> [TASK STATEMENT]: With nothing omitted, transcribe the entries exactly as written.

> [RECORDS FOR THIS EXERCISE]:
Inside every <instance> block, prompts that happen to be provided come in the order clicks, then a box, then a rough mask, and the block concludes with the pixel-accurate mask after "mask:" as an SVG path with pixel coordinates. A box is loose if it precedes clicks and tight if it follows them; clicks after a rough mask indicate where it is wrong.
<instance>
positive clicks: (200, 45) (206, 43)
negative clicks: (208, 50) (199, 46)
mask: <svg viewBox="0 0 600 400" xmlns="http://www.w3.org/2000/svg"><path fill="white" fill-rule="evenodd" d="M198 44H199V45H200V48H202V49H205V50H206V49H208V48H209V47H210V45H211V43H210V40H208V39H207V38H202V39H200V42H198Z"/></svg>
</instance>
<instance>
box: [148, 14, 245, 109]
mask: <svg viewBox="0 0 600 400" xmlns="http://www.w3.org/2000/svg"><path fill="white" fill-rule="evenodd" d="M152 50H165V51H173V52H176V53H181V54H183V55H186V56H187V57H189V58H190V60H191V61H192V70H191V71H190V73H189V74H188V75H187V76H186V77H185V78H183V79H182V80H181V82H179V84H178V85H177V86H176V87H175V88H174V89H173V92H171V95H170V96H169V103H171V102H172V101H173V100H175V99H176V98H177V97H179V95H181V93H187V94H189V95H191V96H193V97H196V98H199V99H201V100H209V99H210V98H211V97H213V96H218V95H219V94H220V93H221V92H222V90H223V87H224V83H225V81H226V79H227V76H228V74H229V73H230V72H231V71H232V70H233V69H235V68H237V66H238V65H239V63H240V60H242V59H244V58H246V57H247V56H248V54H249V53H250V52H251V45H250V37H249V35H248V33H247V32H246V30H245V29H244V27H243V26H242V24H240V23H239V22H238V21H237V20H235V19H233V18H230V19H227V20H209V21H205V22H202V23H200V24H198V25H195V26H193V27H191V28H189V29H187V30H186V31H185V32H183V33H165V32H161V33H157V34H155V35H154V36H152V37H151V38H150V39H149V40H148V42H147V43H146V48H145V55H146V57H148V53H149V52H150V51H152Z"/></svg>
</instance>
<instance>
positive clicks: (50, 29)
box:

> [SOLUTION]:
Inside every <instance> block, prompts that happen to be provided come in the order clicks, then a box, then a rough mask, and the block concludes with the pixel-accurate mask after "mask:" as an SVG path with pixel coordinates. A box is loose if it precedes clicks and tight if it follows them; clicks after a rough mask indicate where it is wrong.
<instance>
positive clicks: (200, 45) (206, 43)
negative clicks: (208, 50) (199, 46)
mask: <svg viewBox="0 0 600 400" xmlns="http://www.w3.org/2000/svg"><path fill="white" fill-rule="evenodd" d="M198 44H199V45H200V48H202V49H205V50H206V49H208V48H209V47H210V45H211V43H210V40H208V39H207V38H202V39H200V42H198Z"/></svg>
</instance>
<instance>
box: [148, 14, 245, 109]
mask: <svg viewBox="0 0 600 400" xmlns="http://www.w3.org/2000/svg"><path fill="white" fill-rule="evenodd" d="M152 50H165V51H173V52H176V53H181V54H183V55H186V56H187V57H189V58H190V60H191V61H192V70H191V71H190V73H189V74H188V75H187V76H186V77H185V78H183V79H182V80H181V82H179V84H178V85H177V86H176V87H175V88H174V89H173V92H171V95H170V96H169V103H171V102H172V101H173V100H175V99H176V98H177V97H179V95H181V93H187V94H189V95H191V96H193V97H196V98H199V99H201V100H209V99H210V98H211V97H213V96H218V95H219V94H220V93H221V92H222V90H223V87H224V83H225V81H226V79H227V76H228V74H229V73H230V72H231V71H232V70H233V69H235V68H237V66H238V65H239V63H240V60H242V59H244V58H246V57H247V56H248V54H249V53H250V52H251V45H250V37H249V35H248V33H247V32H246V30H245V29H244V27H243V26H242V24H240V23H239V22H238V21H237V20H235V19H233V18H230V19H227V20H209V21H205V22H202V23H200V24H198V25H195V26H193V27H191V28H189V29H187V30H186V31H185V32H183V33H165V32H161V33H157V34H155V35H154V36H152V37H151V38H150V39H149V40H148V42H147V43H146V48H145V55H146V57H148V53H149V52H150V51H152Z"/></svg>
</instance>
<instance>
positive clicks: (50, 29)
box:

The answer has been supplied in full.